The show prep is something I’ve always enjoyed shooting.

Seeing so many wild vehicles arrive under their own power is a real spectacle, and even if I never get to see the actual show the following day, I never feel short changed.


With enough space inside the venue that I can easily break out my 70-200mm lens, plus no crowds to contend with, setup day at the Yokohama Hot Rod Custom Show really is an automotive photographer’s paradise.


It’s also so cool to see the work that goes into preparing cars for display, not to mention the displays themselves.


Then of course there are the cars – the main reason why we’re here.


Although I’ve covered Mooneyes events in Japan for years – and learned a lot about this corner of car culture in the process – I could never call myself an expert. There’s just too much variety when it comes to vehicles, history and styles spanning pretty much a whole century.


But that’s OK. I’ve always enjoyed being a fish out of water at these events, but at the same time some things have become familiar. That’s because Mooneyes Japan events always throw domestic cars into the mix.


Like the Yajima Jidousha S14 Silvia, which I first ran into at Tsukuba back in 2018. Since then, its L28 engine has received a bump up to 3.1L and it now breathes through triple 50mm carburettors.


Right in front of the S14 was this Nissan Gloria wagon, also powered by an L-series engine with a similar spec.


It’s so cool to see owners continuing to use these older, carbureted straight-sixes. It must be rather cool having full-tune S30Z sound in your wagon.


Mooneyes always has its fair share of Volkswagen Beetles and Buses, but there were some other rear-engined VW beauties at the event, including this stunning Brazilian 1600 4-door notchback.

——

## Task prompt
Decide whether each statement agrees with the Yokohama Hot Rod Custom Show passage, answering yes or no and quoting the words that settle it: 1. The S14 Silvia's engine now breathes through triple 50mm carburettors. 2. The writer claims to be an expert on this corner of car culture. 3. The Nissan Gloria wagon was parked behind the S14.

## Data supplied
——

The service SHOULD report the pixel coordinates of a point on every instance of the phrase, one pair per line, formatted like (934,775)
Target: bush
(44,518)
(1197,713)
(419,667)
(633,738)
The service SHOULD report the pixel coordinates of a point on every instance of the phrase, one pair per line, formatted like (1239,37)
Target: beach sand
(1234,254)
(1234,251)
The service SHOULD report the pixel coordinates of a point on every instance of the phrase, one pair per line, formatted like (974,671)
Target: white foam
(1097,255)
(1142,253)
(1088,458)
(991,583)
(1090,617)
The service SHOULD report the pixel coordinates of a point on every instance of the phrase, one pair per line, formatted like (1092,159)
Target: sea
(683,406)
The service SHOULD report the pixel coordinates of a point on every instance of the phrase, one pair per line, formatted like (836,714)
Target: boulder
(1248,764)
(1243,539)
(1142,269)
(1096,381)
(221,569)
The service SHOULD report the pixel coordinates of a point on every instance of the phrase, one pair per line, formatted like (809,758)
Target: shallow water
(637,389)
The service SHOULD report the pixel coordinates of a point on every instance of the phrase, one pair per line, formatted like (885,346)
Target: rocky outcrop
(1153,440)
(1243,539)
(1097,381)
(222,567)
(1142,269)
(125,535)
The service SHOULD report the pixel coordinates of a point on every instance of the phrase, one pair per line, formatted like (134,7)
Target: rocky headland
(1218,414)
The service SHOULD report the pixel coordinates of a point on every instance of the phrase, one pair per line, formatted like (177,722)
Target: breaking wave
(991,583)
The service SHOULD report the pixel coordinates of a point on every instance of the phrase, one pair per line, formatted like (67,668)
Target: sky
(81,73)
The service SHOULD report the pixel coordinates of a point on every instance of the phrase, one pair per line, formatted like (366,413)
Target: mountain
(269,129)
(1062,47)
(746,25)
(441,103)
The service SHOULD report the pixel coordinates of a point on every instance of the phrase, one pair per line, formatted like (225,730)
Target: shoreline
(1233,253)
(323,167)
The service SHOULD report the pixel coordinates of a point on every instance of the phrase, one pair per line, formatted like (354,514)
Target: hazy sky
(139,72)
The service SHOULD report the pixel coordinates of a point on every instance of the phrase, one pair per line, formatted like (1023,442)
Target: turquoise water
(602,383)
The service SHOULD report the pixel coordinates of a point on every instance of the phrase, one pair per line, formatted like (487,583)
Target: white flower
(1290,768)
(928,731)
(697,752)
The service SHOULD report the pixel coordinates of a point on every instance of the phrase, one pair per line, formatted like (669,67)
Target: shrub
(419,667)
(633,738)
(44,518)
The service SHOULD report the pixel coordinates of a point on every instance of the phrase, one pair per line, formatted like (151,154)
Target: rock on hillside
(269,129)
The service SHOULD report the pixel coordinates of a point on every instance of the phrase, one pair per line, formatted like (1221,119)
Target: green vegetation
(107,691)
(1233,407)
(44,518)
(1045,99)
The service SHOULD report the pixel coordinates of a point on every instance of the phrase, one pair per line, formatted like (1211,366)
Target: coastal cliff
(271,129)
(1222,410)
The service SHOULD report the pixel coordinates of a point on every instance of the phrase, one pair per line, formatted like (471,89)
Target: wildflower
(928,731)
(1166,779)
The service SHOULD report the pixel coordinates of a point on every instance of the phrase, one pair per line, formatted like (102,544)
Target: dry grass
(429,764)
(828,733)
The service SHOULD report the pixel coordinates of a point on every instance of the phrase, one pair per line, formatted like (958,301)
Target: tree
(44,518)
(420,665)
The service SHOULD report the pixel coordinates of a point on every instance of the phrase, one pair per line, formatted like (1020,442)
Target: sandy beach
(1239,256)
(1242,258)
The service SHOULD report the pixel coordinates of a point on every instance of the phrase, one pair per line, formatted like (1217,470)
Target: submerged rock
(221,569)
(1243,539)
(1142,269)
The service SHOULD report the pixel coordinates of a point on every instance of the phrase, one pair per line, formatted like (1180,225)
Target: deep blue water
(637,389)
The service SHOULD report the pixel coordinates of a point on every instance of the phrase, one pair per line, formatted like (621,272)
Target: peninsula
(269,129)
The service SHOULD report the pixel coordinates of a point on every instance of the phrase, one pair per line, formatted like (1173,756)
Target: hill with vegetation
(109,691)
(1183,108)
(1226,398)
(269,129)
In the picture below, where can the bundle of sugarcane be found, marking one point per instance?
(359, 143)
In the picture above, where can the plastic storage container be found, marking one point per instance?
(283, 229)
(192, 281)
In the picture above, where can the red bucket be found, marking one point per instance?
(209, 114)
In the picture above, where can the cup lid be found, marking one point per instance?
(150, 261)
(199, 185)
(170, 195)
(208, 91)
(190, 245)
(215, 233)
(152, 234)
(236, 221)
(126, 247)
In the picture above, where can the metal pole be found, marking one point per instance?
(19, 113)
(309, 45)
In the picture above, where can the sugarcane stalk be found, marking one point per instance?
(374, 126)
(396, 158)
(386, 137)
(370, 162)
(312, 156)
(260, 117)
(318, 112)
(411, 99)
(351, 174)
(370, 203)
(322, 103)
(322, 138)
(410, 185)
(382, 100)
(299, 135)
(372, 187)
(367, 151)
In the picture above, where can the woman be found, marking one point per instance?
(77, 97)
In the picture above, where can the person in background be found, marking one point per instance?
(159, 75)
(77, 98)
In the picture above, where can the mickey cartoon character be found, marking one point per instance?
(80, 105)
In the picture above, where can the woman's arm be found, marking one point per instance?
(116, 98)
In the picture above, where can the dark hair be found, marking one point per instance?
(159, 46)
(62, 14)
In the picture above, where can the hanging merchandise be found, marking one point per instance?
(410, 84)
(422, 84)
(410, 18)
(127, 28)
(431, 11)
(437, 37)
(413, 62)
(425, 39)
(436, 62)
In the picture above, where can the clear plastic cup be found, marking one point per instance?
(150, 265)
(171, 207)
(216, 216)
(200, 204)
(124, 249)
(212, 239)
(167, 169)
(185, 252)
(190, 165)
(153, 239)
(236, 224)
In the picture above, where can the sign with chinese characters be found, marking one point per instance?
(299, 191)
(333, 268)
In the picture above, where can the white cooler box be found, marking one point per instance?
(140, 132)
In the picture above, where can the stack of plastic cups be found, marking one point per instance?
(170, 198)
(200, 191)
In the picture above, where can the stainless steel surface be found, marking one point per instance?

——

## Answer to this problem
1. Yes: "it now breathes through triple 50mm carburettors"
2. No: "I could never call myself an expert"
3. No: "Right in front of the S14 was this Nissan Gloria wagon"